=== PROBLEM TO WORK ON ===
Rewrite every line from the line with "Now, locate where curled" to the line with "[658,498,716,521]", both included, keeping the requests unchanged. Shift each bounding box coordinate in the answers up by 19.
** Begin PROVIDED MATERIAL **
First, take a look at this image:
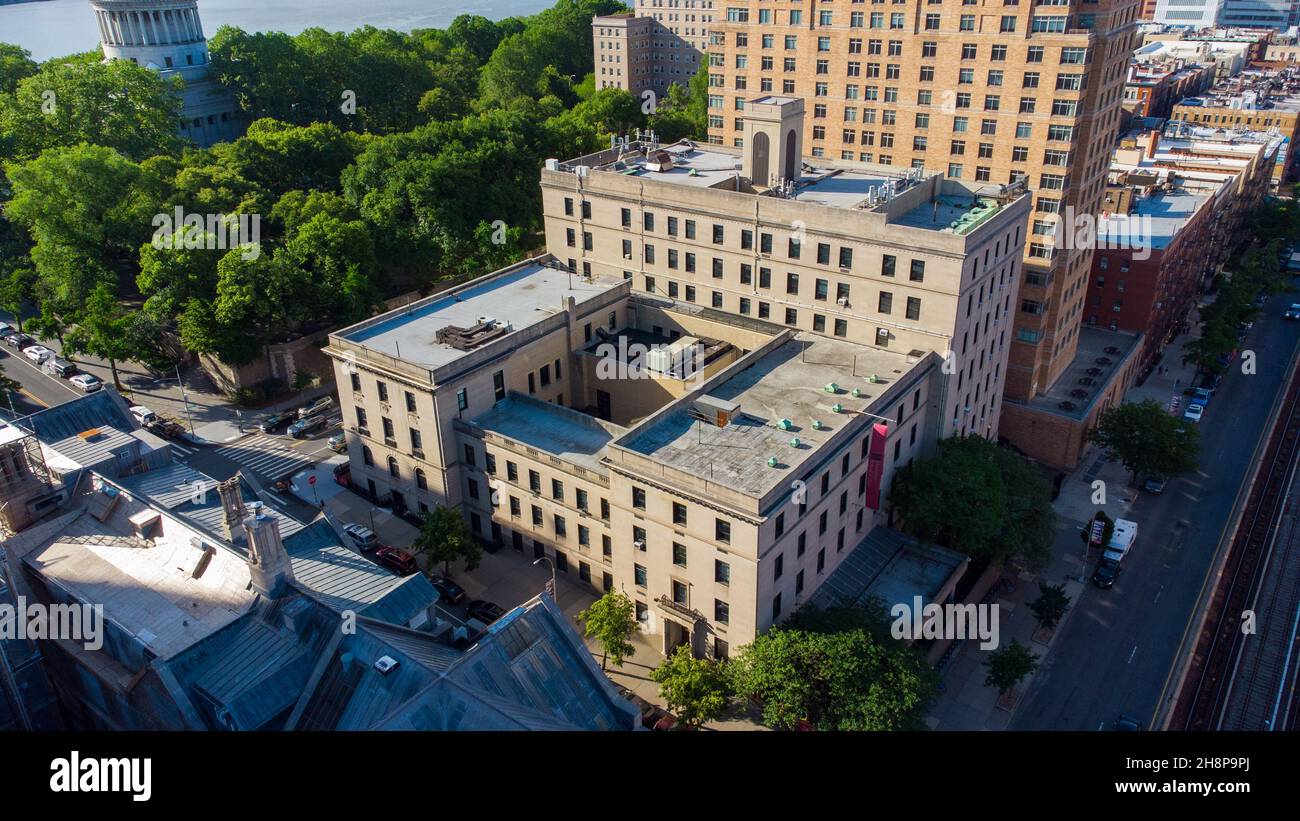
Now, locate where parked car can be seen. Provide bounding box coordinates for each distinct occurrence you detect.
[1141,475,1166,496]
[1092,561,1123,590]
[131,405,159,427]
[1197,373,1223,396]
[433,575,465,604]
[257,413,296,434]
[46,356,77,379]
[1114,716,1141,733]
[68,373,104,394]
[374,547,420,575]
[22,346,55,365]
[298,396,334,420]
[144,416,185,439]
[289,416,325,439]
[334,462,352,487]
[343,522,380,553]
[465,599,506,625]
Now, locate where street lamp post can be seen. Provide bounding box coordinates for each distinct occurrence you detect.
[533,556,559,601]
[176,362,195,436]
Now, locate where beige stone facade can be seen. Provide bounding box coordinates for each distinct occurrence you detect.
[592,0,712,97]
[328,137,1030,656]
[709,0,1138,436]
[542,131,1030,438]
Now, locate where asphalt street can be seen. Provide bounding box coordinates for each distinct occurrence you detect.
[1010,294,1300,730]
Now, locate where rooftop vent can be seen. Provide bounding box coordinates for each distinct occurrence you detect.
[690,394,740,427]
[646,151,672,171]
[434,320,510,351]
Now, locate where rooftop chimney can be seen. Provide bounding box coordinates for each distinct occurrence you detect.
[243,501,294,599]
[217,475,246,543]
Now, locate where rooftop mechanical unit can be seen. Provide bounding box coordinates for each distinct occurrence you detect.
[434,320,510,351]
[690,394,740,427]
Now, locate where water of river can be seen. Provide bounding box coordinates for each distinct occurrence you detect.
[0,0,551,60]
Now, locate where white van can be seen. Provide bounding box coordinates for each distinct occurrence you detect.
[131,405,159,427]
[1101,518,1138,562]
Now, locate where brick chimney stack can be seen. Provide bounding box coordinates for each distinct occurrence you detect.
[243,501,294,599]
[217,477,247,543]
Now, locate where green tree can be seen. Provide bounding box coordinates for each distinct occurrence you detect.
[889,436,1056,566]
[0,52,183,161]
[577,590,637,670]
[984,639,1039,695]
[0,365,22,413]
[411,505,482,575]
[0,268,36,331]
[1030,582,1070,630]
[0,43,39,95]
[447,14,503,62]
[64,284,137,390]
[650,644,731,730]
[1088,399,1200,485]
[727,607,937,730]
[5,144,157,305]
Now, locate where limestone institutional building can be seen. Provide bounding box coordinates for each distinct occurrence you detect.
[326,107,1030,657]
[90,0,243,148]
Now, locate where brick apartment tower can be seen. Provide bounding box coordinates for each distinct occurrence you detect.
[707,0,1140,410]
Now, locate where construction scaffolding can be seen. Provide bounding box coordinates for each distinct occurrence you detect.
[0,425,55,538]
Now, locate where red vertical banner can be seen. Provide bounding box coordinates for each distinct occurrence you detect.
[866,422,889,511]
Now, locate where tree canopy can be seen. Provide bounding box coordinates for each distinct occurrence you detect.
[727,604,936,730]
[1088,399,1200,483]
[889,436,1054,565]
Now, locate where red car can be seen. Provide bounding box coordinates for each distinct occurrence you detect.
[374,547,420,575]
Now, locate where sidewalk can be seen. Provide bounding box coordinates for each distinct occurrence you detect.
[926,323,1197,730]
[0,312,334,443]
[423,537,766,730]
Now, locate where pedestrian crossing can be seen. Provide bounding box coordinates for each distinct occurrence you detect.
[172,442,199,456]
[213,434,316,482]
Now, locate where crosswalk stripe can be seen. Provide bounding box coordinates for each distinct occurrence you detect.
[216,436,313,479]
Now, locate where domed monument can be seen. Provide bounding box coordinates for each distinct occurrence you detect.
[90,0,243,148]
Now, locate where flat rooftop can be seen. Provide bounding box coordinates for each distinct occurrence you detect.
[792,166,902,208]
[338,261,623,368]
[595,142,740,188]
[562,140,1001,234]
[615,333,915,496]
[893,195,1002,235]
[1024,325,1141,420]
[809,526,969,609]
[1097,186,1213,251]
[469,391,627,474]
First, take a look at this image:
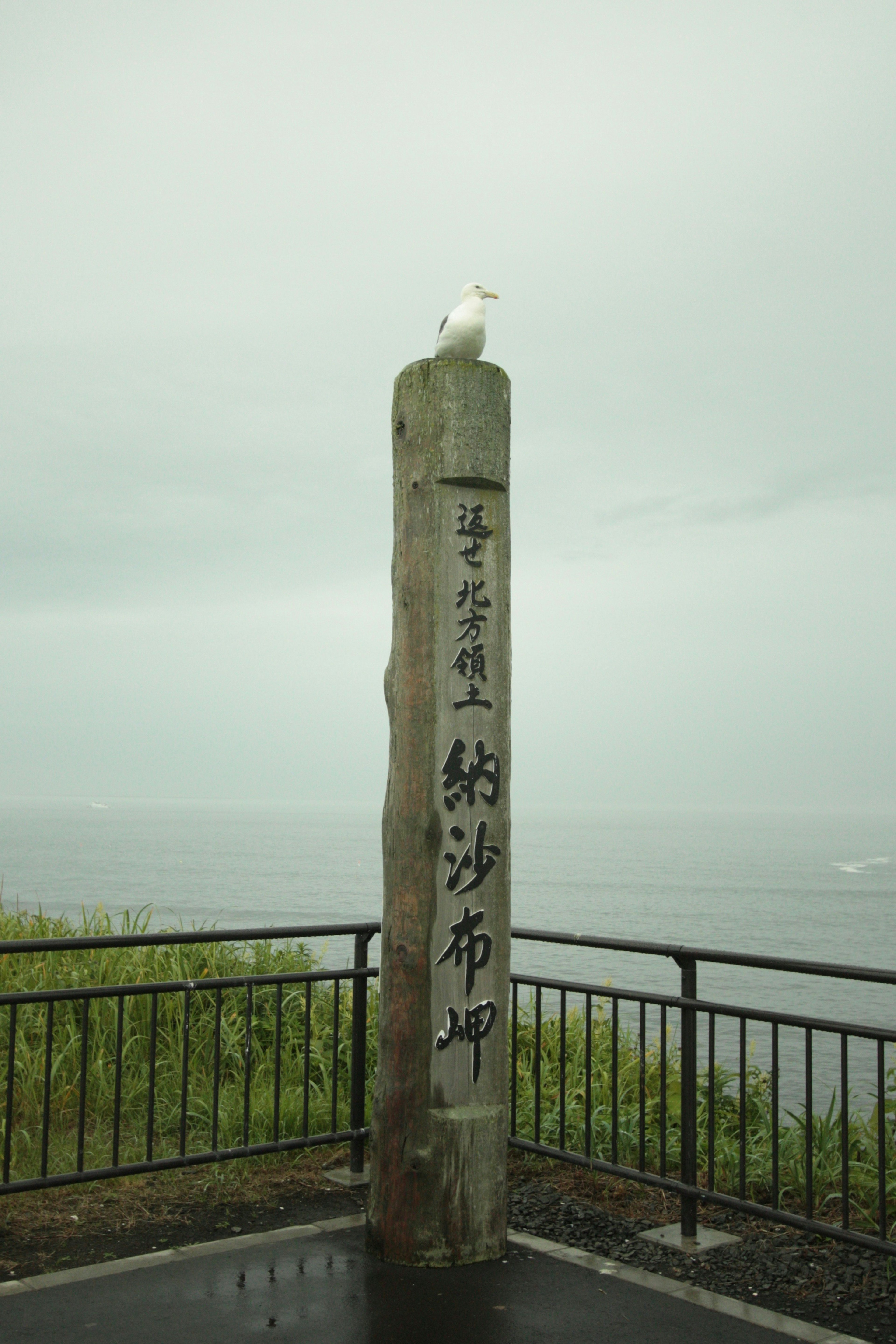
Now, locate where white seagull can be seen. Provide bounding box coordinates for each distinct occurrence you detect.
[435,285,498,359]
** End PROVIDED MATERIAL **
** Begin PROVIDED MATERIAL **
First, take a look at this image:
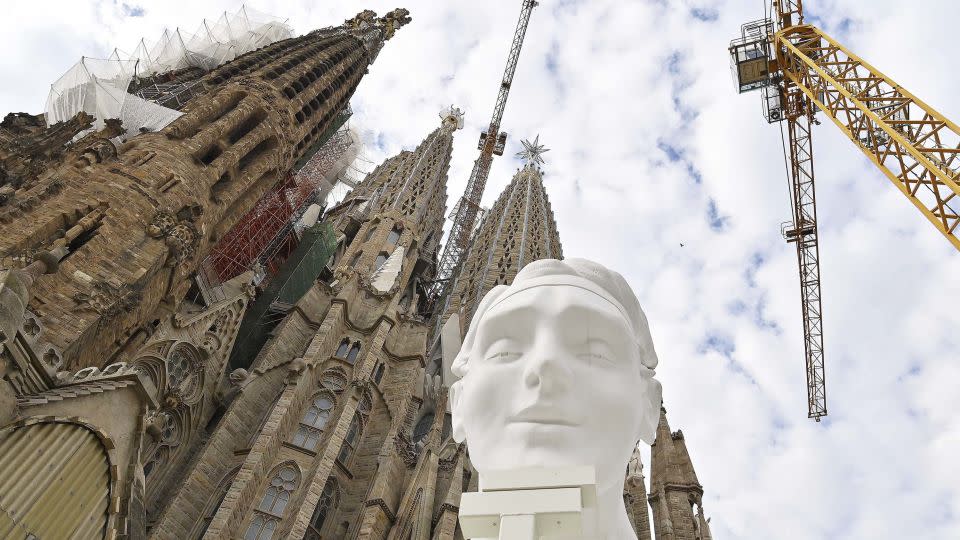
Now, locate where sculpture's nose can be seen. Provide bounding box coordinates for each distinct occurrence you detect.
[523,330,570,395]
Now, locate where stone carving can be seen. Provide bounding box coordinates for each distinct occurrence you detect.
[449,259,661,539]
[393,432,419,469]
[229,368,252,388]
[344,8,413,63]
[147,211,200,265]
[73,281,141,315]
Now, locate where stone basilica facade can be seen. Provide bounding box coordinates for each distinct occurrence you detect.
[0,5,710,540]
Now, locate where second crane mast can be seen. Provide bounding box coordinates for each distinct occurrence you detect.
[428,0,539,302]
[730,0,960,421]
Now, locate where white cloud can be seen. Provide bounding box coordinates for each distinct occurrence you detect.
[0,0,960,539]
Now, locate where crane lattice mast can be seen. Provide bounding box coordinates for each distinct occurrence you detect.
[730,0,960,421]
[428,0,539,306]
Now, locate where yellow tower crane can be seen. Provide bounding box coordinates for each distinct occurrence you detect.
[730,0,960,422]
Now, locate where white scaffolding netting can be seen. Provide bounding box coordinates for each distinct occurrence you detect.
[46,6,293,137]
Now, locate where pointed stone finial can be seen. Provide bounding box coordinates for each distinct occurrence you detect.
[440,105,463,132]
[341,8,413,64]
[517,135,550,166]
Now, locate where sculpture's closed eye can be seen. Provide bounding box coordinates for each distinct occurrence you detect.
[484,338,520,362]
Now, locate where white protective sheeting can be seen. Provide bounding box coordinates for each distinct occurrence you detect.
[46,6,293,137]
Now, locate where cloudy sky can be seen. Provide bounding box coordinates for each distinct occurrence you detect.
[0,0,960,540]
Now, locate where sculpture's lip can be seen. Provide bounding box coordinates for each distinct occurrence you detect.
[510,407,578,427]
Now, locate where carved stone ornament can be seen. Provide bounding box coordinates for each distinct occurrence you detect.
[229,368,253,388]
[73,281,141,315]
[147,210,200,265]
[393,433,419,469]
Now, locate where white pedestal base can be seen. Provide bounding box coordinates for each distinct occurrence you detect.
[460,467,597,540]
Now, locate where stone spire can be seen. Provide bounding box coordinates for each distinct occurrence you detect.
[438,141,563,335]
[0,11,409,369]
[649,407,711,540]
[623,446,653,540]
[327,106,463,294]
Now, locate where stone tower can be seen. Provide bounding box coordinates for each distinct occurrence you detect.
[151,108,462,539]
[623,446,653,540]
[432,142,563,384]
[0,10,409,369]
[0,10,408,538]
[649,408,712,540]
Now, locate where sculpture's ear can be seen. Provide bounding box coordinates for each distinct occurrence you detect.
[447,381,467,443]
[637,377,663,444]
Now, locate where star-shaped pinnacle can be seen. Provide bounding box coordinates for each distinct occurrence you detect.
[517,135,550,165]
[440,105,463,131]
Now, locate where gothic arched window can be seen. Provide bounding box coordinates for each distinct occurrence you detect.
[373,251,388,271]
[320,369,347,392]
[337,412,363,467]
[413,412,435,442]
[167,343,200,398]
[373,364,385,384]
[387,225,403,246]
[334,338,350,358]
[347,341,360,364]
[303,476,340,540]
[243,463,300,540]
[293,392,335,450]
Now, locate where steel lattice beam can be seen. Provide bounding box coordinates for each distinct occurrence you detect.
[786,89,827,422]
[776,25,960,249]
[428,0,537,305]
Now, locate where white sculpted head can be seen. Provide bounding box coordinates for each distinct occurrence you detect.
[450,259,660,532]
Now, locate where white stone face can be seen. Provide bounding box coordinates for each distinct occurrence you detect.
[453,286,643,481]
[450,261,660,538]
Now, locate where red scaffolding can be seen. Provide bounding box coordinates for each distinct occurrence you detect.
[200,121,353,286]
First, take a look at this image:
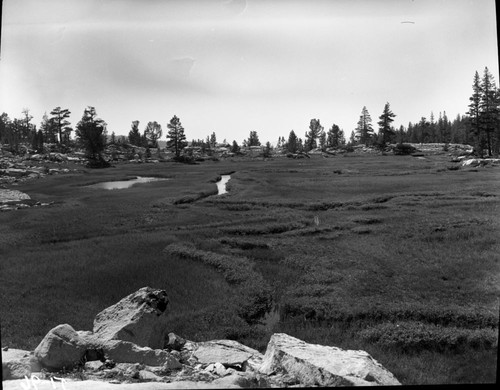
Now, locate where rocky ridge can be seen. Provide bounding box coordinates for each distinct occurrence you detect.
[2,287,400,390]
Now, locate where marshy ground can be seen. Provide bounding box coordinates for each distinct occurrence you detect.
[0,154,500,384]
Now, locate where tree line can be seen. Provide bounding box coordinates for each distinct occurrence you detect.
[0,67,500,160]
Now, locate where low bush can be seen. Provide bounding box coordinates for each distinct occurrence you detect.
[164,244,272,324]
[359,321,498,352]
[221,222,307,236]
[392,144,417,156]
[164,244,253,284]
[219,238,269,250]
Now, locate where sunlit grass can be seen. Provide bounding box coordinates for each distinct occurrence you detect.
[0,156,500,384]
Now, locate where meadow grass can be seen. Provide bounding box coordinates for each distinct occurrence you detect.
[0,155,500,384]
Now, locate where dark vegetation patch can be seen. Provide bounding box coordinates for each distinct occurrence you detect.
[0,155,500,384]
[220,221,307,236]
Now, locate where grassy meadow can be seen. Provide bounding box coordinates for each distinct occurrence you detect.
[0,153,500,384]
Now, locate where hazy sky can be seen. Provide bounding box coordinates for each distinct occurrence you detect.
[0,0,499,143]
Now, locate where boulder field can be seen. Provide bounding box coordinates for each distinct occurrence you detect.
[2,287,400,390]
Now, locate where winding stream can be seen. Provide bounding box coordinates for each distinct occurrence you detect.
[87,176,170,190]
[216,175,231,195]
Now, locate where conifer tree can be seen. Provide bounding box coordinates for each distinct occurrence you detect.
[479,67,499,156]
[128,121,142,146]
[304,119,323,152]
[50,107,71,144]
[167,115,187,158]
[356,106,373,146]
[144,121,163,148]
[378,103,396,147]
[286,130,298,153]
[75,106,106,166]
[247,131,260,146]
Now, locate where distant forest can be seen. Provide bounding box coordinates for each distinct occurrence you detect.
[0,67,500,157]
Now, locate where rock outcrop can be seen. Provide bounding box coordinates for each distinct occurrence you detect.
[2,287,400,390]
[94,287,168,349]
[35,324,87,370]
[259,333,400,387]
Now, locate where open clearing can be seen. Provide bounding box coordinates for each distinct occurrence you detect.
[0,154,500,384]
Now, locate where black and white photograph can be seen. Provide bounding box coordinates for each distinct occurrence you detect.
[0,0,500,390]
** End PROVIDED MATERIAL **
** Begin PROVIDED MATERIAL **
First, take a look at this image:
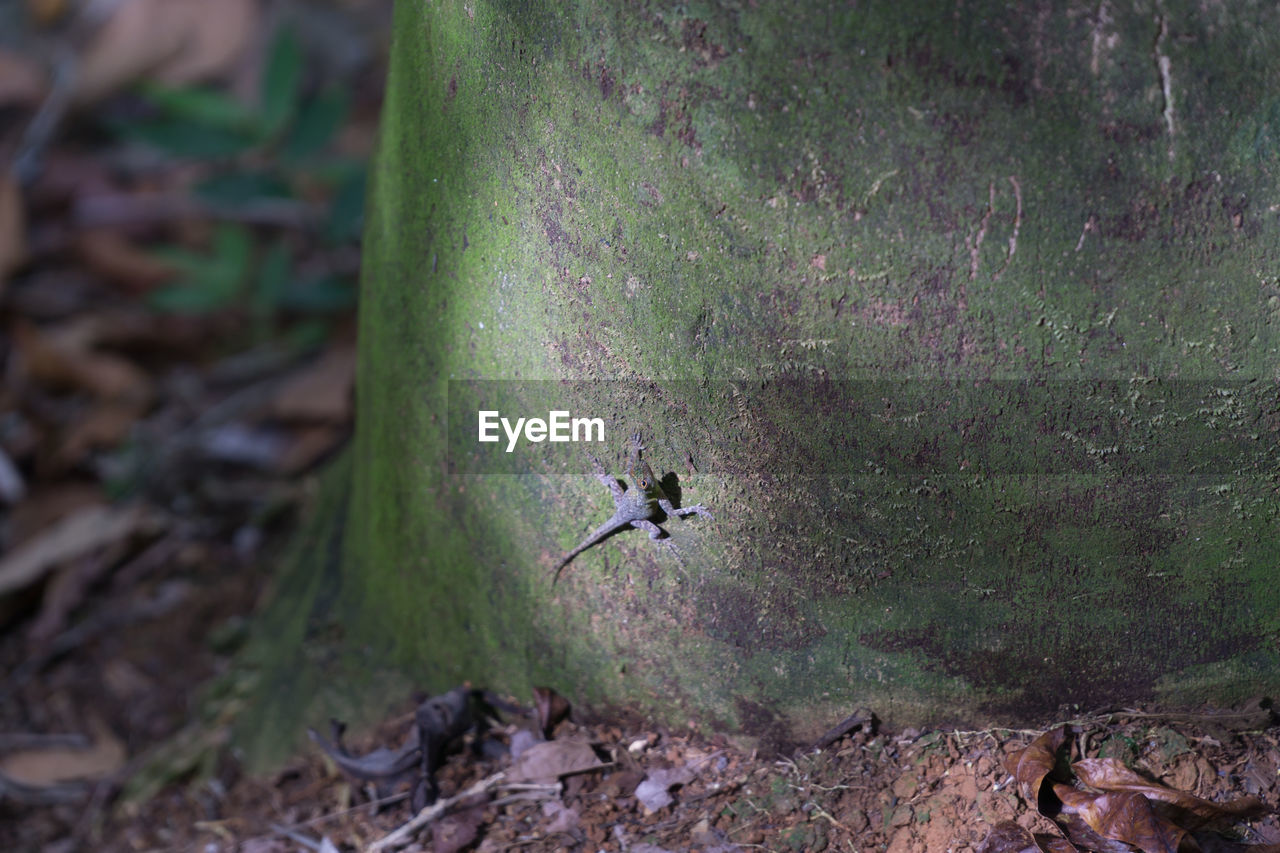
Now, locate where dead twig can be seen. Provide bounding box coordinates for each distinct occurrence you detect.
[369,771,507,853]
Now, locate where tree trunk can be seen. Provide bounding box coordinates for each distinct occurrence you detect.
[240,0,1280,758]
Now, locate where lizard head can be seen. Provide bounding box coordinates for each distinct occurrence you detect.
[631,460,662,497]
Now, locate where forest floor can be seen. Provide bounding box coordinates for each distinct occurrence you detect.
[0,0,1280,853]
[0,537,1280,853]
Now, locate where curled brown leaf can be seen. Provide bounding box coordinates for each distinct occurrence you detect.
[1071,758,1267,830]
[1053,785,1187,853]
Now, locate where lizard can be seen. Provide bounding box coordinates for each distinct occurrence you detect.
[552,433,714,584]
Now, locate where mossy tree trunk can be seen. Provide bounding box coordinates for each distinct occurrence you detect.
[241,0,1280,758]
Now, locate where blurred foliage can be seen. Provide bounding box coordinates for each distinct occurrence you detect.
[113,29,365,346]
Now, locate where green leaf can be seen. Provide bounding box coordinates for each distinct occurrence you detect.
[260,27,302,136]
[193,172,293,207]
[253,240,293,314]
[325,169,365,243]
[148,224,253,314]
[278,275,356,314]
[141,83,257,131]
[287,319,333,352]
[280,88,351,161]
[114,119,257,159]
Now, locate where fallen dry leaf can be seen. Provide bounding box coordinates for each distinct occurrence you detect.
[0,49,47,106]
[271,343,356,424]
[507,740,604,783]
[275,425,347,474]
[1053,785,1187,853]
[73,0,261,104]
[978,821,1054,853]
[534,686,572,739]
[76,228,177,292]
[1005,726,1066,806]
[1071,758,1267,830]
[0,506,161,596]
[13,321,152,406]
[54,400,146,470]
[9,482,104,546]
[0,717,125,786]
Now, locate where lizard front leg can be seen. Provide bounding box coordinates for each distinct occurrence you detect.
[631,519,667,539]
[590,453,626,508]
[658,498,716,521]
** End PROVIDED MATERIAL **
=== THE RESULT ===
Now, locate where curled brown leaf can be seen. Provide bounding box coordinates for each distinct occurrence you detect.
[1090,777,1286,849]
[1072,804,1206,872]
Now, locate where lizard can be seen. Provide bounding box coordinates for each distinct occurrence you detect.
[571,452,733,603]
Now, locate where mossy tree trunk can be seen. Provide bounding box coordinates for each distinct occurrence you detect.
[260,19,1299,777]
Now, locate where blurred foliage can be seen. Provide bounding box coordinates for each distinct occurrence you detect.
[132,48,384,365]
Now, locate where green leaf can be seen. Provide bounding box coordinates for each distinct occurrence you detect.
[279,46,321,155]
[212,191,312,226]
[272,259,312,333]
[344,188,384,262]
[167,243,272,333]
[297,294,375,333]
[160,102,276,150]
[306,338,352,371]
[299,107,370,180]
[133,138,276,178]
Now, locate where fallen dry leaf can be seen. Provide bounding box coordinates for each distinct occurrence you detect.
[19,68,66,125]
[290,362,375,443]
[526,759,623,802]
[294,444,366,493]
[1072,804,1206,872]
[92,19,280,123]
[997,840,1073,872]
[553,705,591,758]
[95,247,196,311]
[1024,745,1085,825]
[1090,777,1286,849]
[19,525,180,615]
[32,340,171,425]
[73,419,165,489]
[28,501,123,565]
[19,736,144,805]
Now, locate where lizard front leg can be seen. Provide bounding box coordinates for each distinct occurrence you detect.
[650,538,686,558]
[609,472,645,527]
[677,517,735,540]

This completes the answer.